---- GIVEN PASSAGE

Three months later he was suspended by the College following accusations by a female pupil that he had sexually assaulted her. He was arrested and bailed by the police but not prosecuted. Three months later, the police contacted the Respondent to make enquiries about his employment there and informed them that the Claimant had been suspended from his employment with the College.

The Respondent suspended the Claimant and then subsequently summarily dismissed for two acts of gross misconduct; failing to inform the Respondent of both his employment with the College and the allegation of sexual misconduct.

An employment tribunal held that the Claimant had been unfairly dismissed, but that he had made a 30% contribution to his dismissal by not informing the Respondent of his employment with the College in breach of contract. The Respondent appealed to the EAT against the finding of unfair dismissal.

--------
---- INFORMATION SUPPLIED

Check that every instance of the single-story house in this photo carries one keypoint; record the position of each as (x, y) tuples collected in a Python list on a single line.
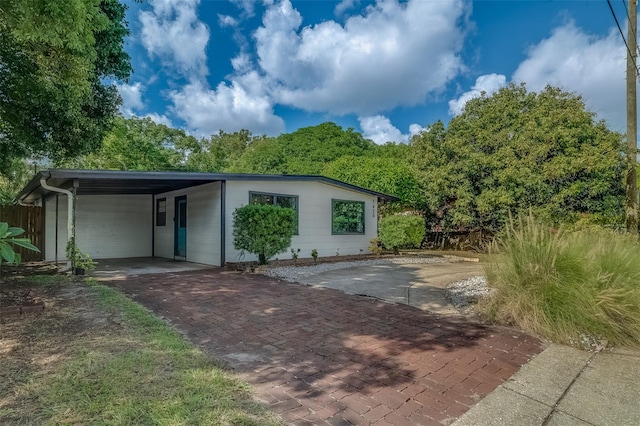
[(189, 216)]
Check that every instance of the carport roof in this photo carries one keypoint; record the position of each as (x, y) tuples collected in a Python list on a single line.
[(112, 182)]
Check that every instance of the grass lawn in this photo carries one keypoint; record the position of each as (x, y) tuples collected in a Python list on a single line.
[(96, 357)]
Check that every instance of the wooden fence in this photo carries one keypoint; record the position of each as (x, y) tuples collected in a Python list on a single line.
[(30, 219)]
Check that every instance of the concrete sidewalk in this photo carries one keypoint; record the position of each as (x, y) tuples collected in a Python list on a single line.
[(566, 386)]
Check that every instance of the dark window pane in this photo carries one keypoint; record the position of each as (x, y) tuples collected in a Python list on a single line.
[(347, 217), (287, 201), (161, 212), (261, 199)]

--------

DIRECTIONS =>
a – In the dismissal case text, list every term that is capitalized mid-sentence to name a party or body.
b – Output the section of the dismissal case text that opens with the words containing "An employment tribunal" and closes with "of unfair dismissal.".
c – Pick up the account of the unfair dismissal case after its last sentence and continue it.
None of this material is used in anything asked here.

EXPECTED RESPONSES =>
a – College, Respondent, Claimant, EAT

b –
An employment tribunal held that the Claimant had been unfairly dismissed, but that he had made a 30% contribution to his dismissal by not informing the Respondent of his employment with the College in breach of contract. The Respondent appealed to the EAT against the finding of unfair dismissal.

c –
The EAT upheld the tribunal’s decision that an employee was not under an express or implied duty to disclose to his employer allegations of sexual misconduct made against him while working elsewhere. The employer was unable to establish that the employee was under an express obligation to disclose his alleged wrongdoing. The EAT held that, in the absence of an express term, the employee was not under an implied duty to disclose the allegations of misconduct.

Whilst posts involving children are now subject to DAB checks it is worth considering as an employer whether activities outside of the work place may impact on the current role and if so making it an express provision of the contract that certain misconduct or allegations are disclosed. This may be particularly relevant when employing part-time or atypical workers who may have more than one job.